**Your goal**
Print the data that follows again, keeping every line exact.

**Listed records**
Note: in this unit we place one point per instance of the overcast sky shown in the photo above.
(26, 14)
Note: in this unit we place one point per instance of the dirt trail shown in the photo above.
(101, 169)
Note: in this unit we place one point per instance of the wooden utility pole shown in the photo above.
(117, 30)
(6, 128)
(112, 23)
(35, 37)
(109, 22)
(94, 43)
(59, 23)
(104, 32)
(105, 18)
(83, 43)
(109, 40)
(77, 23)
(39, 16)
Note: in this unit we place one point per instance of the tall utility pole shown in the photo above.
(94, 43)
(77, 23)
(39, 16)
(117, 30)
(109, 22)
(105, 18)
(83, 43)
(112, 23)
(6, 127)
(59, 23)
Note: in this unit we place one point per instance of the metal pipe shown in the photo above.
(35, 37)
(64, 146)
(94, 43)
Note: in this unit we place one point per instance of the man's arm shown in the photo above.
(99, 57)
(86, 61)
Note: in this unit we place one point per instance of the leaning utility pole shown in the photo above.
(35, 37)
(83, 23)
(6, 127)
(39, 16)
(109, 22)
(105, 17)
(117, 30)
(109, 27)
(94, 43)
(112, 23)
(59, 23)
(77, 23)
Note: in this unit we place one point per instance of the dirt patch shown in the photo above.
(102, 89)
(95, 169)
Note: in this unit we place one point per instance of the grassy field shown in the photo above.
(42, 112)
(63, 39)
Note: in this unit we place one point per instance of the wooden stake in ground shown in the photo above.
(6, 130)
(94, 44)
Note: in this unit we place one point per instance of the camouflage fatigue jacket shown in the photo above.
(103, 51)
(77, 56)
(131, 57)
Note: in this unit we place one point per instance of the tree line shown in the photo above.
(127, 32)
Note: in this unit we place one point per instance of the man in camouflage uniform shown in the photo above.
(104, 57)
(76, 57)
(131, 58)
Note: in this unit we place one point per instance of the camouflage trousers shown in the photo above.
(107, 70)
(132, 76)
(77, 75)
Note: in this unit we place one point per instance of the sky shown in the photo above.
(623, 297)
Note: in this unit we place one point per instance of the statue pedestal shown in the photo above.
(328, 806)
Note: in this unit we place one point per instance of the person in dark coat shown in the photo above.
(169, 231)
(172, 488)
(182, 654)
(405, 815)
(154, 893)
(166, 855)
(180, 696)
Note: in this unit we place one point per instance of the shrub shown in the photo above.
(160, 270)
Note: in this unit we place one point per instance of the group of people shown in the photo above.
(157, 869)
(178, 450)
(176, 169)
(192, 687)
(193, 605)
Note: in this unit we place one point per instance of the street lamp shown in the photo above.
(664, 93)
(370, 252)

**Problem solution**
Note: in this unit we place one point per instance of the overcast sky shown in the photo above.
(26, 14)
Note: in this unit we place one point per instance of the dirt trail shown in the photo above.
(101, 169)
Note: in this unit we place one point per instance of the wooden utility pole shown in the photo above.
(117, 30)
(6, 128)
(112, 23)
(35, 37)
(109, 22)
(94, 43)
(59, 23)
(104, 32)
(105, 18)
(83, 43)
(109, 40)
(77, 23)
(39, 16)
Note: in this unit we place one point per instance of the tall utility pole shown in the photo above.
(94, 43)
(77, 23)
(39, 16)
(117, 30)
(109, 22)
(105, 18)
(83, 43)
(112, 23)
(6, 127)
(59, 23)
Note: in this unit we place one point per instance of the metal pipe shown in the photo above.
(35, 37)
(64, 146)
(94, 43)
Note: in this unit we place one point per instance of the man's arm shown in the photo above.
(99, 57)
(86, 61)
Note: in this unit we place one point per instance of the leaning utility pole shown in the photo above.
(35, 37)
(83, 23)
(6, 127)
(39, 16)
(109, 22)
(105, 17)
(117, 30)
(109, 27)
(94, 43)
(112, 23)
(59, 23)
(77, 23)
Note: in this unit we place one point per instance of the dirt patch shown in the photo above.
(102, 89)
(95, 169)
Note: in this unit we place one point per instance of the grassy field shown in the photo above.
(42, 112)
(63, 39)
Note: in this unit we place one point per instance of the wooden stake in ground shown in the photo above.
(6, 130)
(94, 44)
Note: in this unit we place one point per instance of the camouflage fatigue jacket shown in the photo above.
(103, 51)
(77, 56)
(131, 57)
Note: in this unit we place one point per instance of the tree line shown in the photo above.
(127, 32)
Note: in this unit we place one point per instance of the man in camouflage uniform shown in the photo above.
(104, 57)
(76, 57)
(131, 58)
Note: in this unit we place one point per instance of the camouflage trousers shown in the photo above.
(107, 70)
(132, 76)
(77, 75)
Note: in this unit we place one point per instance of the sky shown in the photo above.
(623, 297)
Note: in this unit we place one point per instance of the statue pedestal shown in the photo above.
(328, 806)
Note: in this unit we place one point per instance of the person in dark coat shown in the photo above.
(169, 231)
(172, 488)
(182, 654)
(405, 815)
(154, 893)
(166, 855)
(180, 696)
Note: in this unit we place one point per instance of the shrub shown in the photo above.
(160, 270)
Note: in this unit we place one point per instance of the group of people shown in the photo above.
(157, 869)
(178, 450)
(176, 169)
(192, 687)
(193, 605)
Note: in this unit we place one point per instance of the street lamp shown in the photo above.
(664, 93)
(370, 252)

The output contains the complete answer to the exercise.